### Data for processing:
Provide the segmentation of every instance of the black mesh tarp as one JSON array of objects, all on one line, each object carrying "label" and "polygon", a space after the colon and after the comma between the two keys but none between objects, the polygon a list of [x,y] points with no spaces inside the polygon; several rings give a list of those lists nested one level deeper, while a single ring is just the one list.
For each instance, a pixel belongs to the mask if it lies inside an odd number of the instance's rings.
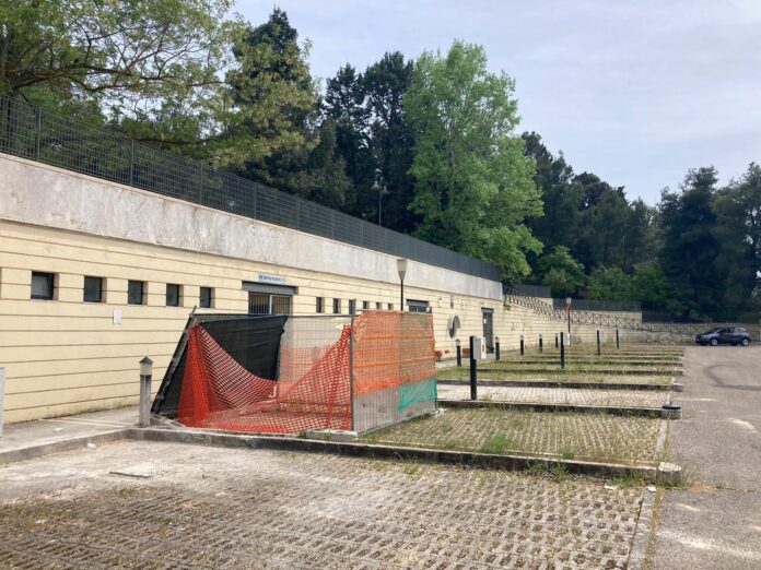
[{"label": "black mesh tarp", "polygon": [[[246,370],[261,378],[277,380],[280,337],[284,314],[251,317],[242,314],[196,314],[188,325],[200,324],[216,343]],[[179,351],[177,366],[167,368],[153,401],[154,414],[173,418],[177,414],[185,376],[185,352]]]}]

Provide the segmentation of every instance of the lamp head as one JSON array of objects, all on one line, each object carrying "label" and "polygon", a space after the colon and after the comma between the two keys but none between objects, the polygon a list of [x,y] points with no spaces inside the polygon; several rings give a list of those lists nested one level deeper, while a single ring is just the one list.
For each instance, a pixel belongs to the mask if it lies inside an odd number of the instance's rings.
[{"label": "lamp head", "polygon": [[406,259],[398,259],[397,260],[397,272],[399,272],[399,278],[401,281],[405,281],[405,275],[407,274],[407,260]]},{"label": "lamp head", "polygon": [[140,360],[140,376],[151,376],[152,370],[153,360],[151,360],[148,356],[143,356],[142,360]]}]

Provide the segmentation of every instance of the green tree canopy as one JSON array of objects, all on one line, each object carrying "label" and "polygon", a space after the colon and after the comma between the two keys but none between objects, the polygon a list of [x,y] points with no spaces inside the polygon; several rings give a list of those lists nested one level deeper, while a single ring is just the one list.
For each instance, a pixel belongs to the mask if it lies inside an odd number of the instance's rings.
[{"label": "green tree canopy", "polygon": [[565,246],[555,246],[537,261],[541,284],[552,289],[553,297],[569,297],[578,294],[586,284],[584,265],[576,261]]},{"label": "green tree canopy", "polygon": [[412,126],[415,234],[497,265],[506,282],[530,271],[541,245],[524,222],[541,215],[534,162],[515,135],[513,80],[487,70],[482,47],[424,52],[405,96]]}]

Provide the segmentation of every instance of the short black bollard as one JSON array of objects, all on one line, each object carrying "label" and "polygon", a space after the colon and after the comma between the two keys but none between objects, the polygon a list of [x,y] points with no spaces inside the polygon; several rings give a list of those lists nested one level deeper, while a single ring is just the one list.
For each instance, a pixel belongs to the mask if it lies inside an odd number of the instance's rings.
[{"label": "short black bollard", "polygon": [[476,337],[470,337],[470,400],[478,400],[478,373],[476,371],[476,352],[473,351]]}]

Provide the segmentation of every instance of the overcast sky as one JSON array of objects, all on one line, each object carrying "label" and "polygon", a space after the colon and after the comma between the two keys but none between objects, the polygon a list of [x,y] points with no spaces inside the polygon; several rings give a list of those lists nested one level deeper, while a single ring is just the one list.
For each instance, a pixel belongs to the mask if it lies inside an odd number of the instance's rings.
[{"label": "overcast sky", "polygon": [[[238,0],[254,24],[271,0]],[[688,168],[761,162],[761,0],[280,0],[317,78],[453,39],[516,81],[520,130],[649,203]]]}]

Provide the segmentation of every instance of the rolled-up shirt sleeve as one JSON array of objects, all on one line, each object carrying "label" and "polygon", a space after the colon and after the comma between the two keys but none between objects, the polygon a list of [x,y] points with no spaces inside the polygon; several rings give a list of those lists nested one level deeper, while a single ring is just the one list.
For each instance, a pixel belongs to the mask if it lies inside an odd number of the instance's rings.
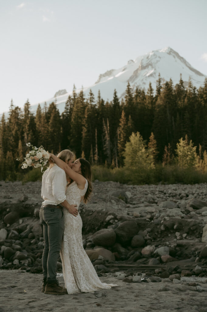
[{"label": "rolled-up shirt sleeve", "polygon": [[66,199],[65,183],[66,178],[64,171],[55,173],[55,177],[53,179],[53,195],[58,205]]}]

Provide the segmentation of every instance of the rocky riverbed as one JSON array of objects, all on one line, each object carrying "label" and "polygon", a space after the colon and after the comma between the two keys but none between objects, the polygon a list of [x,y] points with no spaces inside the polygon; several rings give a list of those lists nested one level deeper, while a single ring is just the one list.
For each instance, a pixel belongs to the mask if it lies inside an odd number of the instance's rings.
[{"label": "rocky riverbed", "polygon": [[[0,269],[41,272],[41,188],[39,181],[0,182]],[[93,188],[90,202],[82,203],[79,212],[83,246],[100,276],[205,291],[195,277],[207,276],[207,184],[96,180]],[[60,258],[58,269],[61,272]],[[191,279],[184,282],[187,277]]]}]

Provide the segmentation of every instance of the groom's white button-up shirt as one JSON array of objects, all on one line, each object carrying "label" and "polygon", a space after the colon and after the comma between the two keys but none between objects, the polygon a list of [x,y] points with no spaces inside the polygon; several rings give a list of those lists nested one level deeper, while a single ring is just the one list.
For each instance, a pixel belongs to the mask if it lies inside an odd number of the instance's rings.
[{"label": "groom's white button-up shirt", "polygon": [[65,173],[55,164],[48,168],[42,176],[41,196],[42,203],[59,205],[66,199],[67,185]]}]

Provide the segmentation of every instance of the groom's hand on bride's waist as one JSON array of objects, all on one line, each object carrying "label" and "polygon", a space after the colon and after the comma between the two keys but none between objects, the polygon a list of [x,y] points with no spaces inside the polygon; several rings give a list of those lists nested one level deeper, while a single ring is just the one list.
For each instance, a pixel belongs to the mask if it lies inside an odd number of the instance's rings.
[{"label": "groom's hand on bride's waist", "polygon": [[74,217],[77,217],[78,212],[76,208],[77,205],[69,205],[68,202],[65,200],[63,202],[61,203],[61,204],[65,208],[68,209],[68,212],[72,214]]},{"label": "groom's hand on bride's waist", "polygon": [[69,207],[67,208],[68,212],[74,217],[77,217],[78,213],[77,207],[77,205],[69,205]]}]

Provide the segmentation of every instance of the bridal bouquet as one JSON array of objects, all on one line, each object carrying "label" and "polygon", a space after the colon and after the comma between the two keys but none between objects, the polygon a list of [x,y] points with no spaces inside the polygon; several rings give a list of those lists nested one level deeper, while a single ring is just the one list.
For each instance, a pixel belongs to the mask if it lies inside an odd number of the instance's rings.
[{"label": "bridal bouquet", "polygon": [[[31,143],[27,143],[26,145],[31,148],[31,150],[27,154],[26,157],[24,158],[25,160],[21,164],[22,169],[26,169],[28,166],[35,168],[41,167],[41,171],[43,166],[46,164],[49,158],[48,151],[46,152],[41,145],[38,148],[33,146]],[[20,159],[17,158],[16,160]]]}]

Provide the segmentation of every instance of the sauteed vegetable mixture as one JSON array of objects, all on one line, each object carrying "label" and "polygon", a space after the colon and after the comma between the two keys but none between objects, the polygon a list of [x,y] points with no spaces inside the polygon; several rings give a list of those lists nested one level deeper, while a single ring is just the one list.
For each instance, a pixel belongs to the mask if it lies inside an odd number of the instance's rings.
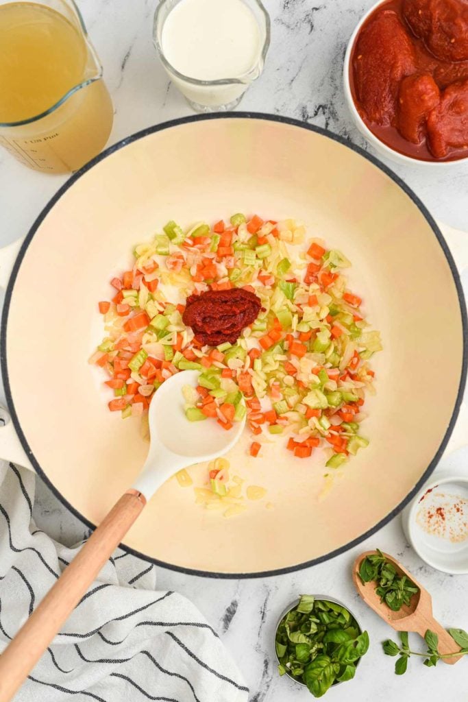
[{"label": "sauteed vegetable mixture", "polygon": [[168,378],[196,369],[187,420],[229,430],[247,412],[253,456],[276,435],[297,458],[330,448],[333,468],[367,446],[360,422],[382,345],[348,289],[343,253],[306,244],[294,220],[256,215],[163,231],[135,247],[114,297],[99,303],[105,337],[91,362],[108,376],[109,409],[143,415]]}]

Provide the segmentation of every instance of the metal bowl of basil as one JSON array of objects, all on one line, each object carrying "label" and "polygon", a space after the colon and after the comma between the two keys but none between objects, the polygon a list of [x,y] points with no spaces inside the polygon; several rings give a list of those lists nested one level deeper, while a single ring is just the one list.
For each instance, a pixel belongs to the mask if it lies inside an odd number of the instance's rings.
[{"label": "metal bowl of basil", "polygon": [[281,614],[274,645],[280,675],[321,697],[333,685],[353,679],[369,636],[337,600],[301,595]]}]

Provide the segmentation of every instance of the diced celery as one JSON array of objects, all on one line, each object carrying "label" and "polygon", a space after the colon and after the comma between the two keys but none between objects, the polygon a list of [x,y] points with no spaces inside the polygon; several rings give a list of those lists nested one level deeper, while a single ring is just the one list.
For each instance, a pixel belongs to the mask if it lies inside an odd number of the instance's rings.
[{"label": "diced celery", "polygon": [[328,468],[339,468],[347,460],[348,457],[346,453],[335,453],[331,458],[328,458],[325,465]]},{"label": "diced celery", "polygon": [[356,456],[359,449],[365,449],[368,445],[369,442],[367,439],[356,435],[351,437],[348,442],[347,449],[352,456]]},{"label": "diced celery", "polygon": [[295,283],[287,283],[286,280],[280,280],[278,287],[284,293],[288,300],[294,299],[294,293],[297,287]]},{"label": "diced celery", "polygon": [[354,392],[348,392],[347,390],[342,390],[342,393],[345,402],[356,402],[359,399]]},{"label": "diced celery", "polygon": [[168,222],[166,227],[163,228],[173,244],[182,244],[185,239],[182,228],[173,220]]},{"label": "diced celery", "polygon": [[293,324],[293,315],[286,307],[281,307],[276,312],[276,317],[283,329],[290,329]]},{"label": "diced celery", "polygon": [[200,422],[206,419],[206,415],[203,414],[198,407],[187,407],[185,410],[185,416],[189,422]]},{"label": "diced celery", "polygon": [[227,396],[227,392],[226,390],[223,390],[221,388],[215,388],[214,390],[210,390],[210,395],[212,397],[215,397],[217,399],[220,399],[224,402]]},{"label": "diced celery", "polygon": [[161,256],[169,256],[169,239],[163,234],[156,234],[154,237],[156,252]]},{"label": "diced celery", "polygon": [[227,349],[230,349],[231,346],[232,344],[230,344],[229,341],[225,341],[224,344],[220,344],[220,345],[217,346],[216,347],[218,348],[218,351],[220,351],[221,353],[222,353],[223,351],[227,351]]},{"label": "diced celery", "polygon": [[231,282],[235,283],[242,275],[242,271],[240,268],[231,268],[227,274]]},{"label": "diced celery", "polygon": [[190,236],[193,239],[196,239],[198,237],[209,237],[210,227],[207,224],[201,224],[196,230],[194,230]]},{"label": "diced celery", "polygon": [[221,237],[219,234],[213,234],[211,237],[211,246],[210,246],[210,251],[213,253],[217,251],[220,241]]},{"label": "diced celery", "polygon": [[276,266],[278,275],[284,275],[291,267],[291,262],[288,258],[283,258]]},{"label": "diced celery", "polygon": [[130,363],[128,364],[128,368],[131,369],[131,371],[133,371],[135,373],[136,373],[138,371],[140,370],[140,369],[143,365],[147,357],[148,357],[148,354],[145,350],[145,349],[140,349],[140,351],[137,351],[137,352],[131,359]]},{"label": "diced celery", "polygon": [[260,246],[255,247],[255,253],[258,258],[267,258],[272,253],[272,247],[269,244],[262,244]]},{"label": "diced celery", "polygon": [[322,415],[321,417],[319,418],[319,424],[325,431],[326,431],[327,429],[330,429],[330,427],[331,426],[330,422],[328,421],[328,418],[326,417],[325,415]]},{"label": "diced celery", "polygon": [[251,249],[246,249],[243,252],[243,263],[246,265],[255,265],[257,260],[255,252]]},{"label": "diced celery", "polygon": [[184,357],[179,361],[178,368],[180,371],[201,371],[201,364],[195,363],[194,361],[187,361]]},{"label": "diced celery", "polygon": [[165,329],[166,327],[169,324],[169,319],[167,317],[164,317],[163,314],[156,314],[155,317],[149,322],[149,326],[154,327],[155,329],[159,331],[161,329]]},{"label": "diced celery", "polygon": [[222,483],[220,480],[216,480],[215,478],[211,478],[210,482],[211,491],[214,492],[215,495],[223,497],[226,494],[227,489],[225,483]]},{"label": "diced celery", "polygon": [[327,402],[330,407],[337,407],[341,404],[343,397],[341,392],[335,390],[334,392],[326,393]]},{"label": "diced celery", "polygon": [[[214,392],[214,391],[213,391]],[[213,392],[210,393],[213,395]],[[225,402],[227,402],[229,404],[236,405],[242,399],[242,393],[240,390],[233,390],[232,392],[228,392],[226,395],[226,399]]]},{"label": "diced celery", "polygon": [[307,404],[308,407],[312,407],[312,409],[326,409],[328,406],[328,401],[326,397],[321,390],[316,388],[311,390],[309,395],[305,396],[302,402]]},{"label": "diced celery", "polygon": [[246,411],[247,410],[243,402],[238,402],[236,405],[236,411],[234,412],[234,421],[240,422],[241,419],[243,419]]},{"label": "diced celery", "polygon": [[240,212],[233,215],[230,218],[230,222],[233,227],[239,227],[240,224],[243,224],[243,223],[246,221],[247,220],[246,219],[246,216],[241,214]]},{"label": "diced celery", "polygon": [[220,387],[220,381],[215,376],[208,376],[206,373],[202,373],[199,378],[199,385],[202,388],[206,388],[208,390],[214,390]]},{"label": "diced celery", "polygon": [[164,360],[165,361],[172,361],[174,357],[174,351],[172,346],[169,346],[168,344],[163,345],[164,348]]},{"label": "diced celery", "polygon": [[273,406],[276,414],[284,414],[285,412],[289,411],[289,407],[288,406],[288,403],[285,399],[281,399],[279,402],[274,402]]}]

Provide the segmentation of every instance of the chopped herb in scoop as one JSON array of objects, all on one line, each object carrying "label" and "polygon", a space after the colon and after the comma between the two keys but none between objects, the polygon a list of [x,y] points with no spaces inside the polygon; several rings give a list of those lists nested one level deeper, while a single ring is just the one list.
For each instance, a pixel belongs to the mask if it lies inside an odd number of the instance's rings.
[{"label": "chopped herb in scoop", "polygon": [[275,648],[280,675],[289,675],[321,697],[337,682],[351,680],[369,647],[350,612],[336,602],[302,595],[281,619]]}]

### What needs to be done:
Rewrite the rows from the one containing "Provide the segmentation of every instance of the chopped" through the end of the rows, using "point" in place of "pixel" and leaving everything else the same.

### The response:
Provide the segmentation of every instance of the chopped herb in scoop as one JSON array of objects, all on one line, each object carrying "label" and "polygon", a space after the colon and after the comma between the two keys but none between objects, the polygon a list of [x,y] points with no spaces inside the polygon; several rings give a list of those lists nested one level deeper, while a single ring is just the one list.
For each instance, a point belongs to the mask if it lies inside an odd number of the instance's rings.
[{"label": "chopped herb in scoop", "polygon": [[275,648],[280,675],[289,675],[321,697],[337,682],[351,680],[369,647],[350,612],[336,602],[302,595],[281,619]]}]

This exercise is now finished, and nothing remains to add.